There he analysed the painting of Rembrandt, who had a great influence on his own work.
In 1871 he made his first trip to Holland, a country he visited every year until 1913. In the Dusseldorf studio of the painter Mihály Munkácsy, Liebermann was inspired by his depictions of realistic everyday scenes to produce his most famous early work "Gänseupferinnen" in 1872. From 1873 to 1878 he lived primarily in Paris and Barbizon, the stronghold of avant-garde artistic production. With the German-French war still fresh in people's minds, he was unable to make the desired contact with the French avant-garde. However he did learn the method of plein air painting, and developed it for himself further. With this, the foundation of his impressionist vision was laid. He subsequently returned to Germany and settled in Munich.
No artist can escape scandal
Shortly after, he began working on one of his potentially scandalous pictures "Der zwölfjährige Jesus im Tempel". The fact that Lieberman himself was a Jew played a key role here. He was denied the right to depict Jesus in this way. The Augsburger Allgemine wrote that the artist had painted "the ugliest, most impudent Jewish boy imaginable" as Jesus. Lieberman painted over the picture because he could not stand the pressure, but the episode nevertheless made him famous as an artist.

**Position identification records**
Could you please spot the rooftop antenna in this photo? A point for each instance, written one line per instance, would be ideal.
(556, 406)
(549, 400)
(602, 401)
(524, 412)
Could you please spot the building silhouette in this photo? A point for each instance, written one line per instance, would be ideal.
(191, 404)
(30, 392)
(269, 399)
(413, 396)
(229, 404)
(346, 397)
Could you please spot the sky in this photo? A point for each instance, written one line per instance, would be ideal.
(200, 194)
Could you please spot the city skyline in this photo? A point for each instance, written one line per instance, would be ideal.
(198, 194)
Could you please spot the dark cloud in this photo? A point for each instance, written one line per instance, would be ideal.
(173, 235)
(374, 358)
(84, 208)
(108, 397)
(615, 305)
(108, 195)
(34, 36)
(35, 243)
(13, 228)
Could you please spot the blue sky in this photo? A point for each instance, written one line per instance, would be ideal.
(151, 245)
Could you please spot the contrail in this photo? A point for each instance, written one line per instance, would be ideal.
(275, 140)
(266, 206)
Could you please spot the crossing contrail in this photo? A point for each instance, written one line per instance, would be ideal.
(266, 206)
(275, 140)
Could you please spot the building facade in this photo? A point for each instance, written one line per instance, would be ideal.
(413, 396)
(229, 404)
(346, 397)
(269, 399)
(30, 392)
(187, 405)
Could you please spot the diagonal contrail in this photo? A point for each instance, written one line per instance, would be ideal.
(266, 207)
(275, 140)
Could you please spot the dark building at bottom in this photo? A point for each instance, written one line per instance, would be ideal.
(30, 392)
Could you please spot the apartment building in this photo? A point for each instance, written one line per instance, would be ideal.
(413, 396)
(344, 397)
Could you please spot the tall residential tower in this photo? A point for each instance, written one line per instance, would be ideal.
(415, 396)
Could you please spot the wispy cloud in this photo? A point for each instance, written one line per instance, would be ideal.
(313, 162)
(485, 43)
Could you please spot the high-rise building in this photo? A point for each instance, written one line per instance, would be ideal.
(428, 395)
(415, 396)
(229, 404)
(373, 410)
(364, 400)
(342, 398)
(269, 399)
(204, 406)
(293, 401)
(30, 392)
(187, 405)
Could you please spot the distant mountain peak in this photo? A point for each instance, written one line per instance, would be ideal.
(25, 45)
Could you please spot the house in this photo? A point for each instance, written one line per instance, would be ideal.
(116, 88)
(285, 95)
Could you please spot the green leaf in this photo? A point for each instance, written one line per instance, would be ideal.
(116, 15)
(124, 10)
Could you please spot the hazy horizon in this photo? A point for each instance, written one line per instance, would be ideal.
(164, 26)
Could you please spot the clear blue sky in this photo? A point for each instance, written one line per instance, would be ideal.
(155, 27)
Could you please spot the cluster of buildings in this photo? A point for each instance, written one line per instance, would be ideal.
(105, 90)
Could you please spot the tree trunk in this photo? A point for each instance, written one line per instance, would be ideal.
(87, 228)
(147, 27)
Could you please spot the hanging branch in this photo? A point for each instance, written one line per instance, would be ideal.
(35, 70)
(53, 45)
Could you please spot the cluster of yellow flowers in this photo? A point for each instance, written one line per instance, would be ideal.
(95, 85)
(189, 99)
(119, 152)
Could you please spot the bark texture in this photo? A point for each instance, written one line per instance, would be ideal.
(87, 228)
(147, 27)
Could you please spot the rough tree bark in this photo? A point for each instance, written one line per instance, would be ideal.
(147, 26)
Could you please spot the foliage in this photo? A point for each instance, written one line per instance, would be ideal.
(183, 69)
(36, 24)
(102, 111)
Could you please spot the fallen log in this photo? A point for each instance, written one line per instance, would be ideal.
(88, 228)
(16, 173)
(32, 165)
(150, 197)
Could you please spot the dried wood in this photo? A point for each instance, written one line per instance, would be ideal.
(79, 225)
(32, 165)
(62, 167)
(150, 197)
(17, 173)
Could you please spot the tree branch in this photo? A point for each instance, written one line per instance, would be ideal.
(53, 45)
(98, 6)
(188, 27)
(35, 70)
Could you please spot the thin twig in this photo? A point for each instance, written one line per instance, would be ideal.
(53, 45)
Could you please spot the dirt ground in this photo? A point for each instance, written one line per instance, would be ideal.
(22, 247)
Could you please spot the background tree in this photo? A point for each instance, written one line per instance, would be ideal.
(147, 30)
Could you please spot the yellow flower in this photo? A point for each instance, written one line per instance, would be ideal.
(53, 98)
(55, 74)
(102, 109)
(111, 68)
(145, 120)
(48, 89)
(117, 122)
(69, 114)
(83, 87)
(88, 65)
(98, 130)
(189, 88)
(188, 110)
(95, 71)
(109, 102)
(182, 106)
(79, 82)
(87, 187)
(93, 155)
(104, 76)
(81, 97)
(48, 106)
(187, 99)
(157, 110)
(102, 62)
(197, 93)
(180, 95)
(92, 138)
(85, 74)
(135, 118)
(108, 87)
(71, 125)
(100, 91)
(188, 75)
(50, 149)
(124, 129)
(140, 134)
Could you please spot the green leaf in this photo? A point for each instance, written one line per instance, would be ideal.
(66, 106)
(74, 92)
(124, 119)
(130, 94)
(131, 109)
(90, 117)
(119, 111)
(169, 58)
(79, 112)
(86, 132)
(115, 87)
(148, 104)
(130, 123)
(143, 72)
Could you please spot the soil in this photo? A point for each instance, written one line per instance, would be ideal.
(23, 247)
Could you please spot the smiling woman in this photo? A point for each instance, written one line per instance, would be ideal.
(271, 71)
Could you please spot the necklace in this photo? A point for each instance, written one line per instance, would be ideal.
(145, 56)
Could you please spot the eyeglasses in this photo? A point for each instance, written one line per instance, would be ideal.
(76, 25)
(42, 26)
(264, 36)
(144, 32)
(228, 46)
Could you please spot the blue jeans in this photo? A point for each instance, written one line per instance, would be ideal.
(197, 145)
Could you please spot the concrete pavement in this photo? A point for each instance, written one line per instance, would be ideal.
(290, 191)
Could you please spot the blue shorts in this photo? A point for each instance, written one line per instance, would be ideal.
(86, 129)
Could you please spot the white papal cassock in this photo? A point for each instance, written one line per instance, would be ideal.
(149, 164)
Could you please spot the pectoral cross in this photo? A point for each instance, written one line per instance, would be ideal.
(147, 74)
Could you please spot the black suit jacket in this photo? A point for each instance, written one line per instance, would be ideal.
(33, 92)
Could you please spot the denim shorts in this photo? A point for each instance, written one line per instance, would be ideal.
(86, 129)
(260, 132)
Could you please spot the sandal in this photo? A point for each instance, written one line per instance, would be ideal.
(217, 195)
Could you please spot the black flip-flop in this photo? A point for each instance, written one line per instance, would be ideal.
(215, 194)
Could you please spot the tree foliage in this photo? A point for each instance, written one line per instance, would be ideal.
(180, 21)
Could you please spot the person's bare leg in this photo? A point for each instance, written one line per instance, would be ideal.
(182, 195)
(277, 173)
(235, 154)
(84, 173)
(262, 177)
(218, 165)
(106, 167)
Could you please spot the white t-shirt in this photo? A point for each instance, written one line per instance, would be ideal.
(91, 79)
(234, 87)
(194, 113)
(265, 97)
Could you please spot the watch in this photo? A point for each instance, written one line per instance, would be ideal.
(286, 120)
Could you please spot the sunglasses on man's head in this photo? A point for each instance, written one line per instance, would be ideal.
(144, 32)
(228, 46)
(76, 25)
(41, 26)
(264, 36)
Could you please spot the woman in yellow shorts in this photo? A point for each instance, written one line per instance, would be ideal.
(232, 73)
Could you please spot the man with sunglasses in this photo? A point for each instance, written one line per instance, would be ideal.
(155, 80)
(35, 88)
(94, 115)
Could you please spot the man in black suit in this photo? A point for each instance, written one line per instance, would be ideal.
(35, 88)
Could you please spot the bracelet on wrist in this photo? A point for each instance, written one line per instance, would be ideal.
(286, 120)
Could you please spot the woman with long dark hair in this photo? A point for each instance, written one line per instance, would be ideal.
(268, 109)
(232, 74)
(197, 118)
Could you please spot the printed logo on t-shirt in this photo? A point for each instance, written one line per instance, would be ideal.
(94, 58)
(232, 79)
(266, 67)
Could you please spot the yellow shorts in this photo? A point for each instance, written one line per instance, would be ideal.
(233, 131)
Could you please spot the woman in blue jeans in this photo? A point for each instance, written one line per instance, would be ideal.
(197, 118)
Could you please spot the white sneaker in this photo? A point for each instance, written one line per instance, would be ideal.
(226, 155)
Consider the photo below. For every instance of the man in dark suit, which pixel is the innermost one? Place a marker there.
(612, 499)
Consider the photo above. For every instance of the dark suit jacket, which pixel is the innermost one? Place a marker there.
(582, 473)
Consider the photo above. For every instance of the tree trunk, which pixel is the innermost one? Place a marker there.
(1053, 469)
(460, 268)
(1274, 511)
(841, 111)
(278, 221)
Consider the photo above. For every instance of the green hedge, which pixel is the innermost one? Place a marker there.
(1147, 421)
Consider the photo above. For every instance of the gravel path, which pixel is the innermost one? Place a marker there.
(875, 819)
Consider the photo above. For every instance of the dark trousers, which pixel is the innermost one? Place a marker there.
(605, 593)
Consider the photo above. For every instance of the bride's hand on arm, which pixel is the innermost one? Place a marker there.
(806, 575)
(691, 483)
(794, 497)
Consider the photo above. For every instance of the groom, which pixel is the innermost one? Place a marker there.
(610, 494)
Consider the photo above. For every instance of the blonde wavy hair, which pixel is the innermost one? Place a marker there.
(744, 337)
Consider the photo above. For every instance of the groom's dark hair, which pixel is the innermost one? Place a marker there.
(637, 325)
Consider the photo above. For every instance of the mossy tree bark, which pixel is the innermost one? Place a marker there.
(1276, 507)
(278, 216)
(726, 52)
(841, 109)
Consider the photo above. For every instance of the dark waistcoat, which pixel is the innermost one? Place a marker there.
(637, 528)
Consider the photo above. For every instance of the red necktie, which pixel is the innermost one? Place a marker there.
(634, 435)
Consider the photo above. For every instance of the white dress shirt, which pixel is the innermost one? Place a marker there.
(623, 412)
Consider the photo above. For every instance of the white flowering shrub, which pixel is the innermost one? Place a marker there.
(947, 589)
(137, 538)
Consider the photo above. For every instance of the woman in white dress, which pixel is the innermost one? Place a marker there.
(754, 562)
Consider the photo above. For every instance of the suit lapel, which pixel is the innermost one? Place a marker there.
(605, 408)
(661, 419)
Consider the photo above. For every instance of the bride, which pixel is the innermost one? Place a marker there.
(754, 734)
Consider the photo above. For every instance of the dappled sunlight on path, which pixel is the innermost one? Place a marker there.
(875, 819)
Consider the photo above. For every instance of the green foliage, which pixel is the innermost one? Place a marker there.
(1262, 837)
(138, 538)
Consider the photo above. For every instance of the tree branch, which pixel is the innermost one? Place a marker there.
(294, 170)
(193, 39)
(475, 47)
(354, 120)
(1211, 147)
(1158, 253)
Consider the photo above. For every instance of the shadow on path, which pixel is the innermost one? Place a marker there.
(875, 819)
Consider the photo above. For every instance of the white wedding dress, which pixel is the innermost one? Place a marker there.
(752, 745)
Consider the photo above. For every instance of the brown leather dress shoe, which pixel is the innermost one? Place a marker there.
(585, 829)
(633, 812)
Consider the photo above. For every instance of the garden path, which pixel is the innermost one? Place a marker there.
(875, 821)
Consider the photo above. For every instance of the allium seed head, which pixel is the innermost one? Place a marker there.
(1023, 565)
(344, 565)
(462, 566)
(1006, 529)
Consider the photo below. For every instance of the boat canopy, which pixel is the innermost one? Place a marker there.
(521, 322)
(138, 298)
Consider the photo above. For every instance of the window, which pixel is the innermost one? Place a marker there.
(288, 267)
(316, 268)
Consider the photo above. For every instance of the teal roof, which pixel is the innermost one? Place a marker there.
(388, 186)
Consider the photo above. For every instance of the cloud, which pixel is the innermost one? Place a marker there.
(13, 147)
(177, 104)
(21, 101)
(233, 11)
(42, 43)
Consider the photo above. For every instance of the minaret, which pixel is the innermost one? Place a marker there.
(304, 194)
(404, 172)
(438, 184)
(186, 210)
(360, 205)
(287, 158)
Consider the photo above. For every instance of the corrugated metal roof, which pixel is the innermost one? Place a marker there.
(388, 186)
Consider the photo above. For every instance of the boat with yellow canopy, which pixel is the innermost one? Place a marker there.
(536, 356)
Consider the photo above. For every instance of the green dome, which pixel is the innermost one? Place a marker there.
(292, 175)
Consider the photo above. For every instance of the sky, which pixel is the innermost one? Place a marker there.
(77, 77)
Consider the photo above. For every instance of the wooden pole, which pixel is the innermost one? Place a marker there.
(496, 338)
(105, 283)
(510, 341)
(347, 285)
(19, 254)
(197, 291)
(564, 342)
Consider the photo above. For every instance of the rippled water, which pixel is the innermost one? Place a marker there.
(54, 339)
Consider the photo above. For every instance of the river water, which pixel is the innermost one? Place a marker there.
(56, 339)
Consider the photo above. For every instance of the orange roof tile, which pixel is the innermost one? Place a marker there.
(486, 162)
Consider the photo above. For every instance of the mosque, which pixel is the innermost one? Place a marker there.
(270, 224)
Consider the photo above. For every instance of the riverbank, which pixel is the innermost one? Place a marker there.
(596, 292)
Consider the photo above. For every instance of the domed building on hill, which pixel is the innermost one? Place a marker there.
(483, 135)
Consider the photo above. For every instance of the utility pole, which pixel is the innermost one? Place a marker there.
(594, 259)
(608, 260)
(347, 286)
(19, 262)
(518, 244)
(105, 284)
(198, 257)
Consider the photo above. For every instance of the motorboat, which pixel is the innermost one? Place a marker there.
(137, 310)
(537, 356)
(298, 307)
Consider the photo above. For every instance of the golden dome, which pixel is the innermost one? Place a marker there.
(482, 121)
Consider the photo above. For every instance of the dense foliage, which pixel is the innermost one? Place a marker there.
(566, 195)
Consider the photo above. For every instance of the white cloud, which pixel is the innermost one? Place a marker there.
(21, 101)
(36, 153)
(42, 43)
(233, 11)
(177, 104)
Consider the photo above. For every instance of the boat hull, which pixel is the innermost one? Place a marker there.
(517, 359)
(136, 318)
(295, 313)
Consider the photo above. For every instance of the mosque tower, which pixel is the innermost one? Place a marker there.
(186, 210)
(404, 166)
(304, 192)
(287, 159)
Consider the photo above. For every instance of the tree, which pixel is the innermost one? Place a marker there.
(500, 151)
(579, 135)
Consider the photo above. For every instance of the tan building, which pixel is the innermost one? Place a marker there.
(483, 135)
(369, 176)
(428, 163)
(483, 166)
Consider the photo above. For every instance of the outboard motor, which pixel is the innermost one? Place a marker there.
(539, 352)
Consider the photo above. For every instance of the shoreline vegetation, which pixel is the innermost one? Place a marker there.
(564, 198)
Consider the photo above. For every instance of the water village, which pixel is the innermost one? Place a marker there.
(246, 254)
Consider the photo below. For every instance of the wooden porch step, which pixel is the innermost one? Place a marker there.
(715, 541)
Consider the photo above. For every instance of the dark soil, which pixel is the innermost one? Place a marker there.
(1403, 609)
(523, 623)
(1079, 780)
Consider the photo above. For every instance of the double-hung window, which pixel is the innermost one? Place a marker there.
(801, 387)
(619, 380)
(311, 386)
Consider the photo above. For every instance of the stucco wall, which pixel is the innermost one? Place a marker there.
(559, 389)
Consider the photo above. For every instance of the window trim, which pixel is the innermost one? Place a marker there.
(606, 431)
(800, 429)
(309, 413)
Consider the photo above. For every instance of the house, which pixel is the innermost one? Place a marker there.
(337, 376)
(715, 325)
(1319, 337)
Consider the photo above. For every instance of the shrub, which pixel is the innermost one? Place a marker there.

**WRITTEN PROBLEM 1**
Answer these questions about the passage on Liebermann's early career:
(a) In what year did he first travel to Holland?
(b) In which city did he settle after returning to Germany?
(c) Which newspaper criticized his depiction of Jesus?
**WRITTEN PROBLEM 2**
Carry on the passage about Liebermann's early career after its final sentence.

**RESPONSE 1**
(a) 1871
(b) Munich
(c) The Augsburger Allgemine

**RESPONSE 2**
Initially rejected in Germany as a "painter of dirt" because of his realistic depictions from the working and farming milieu, he received positive resonance with the 1881/1882 pictures "Altmännerhaus in Amsterdam" and "Freistunde im Amsterdamer Waisenhaus" in which he presents the sunlight as flecks of light, thereby achieving a particular liveliness. In 1884 the artist moved back to his hometown, and his naturalistic painting became increasingly freer.
Finally things look up - Max Lieberman shapes German modernism
He found an important sponsor in Alfred Lichtwark, director of the Hamburger Kunsthalle, who mediated the first of his portrait commissions in 1891, to be followed by many more pictures of the bourgeoisie and well-known personalities such as Gerhard Hauptmann. His mounting success as an artist led to his appointment as professor at the Berliner Akademie in 1897. In the years following, he was one of the founding members of the Berliner Secession and was its president from 1899 to 1911. Around the turn of the century he increasingly turned to scenes from beach life, upper class pastimes as well as views of gardens. The elaborately designed garden at his villa on Wannsee would become the primary motif for his impressionistic paintings and pastels from 1910 onwards. Following conflicts with Emil Nolde and Lovis Corinth, he withdrew from the Berliner Secession in 1913. In 1920 he was appointed President of the Akademie der Künste, a position he had to give up in 1933 on account of his Jewish background. Until his death in 1935, he resided in the palace on Pariser Platz, now known as the Max-Lieberman-Haus, close to the Brandenburger Tor.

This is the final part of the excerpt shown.